══ THE DATA
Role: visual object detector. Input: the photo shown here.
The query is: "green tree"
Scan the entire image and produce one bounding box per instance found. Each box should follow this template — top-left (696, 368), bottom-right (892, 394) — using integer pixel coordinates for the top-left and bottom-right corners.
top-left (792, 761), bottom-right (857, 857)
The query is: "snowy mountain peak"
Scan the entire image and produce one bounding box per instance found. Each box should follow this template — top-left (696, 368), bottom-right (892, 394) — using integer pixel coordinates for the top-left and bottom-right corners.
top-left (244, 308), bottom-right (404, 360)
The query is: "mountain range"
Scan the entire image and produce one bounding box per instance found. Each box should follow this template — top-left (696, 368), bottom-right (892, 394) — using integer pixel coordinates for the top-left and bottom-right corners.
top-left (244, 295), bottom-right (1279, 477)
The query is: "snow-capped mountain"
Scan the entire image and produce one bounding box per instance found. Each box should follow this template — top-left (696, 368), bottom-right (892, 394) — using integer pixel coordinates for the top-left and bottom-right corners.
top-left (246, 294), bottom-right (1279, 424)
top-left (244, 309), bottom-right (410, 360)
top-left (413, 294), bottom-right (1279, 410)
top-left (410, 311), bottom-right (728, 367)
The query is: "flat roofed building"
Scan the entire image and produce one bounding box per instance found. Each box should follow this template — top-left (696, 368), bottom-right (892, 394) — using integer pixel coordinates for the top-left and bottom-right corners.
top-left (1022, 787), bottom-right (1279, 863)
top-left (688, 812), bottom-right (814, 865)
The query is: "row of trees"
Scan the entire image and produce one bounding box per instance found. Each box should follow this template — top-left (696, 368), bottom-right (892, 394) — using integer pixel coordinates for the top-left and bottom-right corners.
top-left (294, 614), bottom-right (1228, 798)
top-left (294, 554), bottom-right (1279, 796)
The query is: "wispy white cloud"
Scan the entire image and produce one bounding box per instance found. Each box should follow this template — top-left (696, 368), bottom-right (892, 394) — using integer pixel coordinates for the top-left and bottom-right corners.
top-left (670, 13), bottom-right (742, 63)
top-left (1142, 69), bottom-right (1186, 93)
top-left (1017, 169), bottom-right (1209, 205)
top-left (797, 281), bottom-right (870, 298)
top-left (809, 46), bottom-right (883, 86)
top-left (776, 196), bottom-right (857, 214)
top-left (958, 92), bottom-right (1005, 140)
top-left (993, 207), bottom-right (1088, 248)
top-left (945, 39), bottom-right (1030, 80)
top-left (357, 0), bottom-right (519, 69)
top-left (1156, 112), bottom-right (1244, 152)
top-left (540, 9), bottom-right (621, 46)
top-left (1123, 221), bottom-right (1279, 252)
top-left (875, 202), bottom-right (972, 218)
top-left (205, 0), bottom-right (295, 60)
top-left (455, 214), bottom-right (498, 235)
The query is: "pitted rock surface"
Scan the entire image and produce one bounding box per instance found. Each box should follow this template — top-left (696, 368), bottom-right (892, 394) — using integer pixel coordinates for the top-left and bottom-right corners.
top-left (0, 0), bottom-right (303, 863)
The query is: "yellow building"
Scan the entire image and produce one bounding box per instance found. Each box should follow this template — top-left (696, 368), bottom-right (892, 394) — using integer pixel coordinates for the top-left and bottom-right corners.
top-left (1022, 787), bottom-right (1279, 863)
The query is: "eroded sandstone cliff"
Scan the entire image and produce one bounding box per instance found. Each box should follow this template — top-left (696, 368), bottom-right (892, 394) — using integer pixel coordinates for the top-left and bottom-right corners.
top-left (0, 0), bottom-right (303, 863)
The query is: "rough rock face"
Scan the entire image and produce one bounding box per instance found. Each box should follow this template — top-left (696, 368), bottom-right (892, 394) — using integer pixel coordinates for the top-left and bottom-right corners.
════
→ GIVEN PROBLEM
Rescale the answer coordinates by multiplying each one by 0.25 and rounding to a whole number, with halves rounded up. Rewrite every line from the start of the records through the line containing "top-left (792, 761), bottom-right (857, 857)", requests included, and leave the numbers in the requests and their sample template unchanged.

→ ANSWER BELOW
Role: visual object detector. Input: the photo shown here.
The query is: "green tree"
Scan the entire image and produce one bounding box per instance found. Each box should follow this template — top-left (696, 368), bottom-right (892, 394) — using integer pixel coordinates for the top-left and bottom-right corners.
top-left (198, 190), bottom-right (214, 214)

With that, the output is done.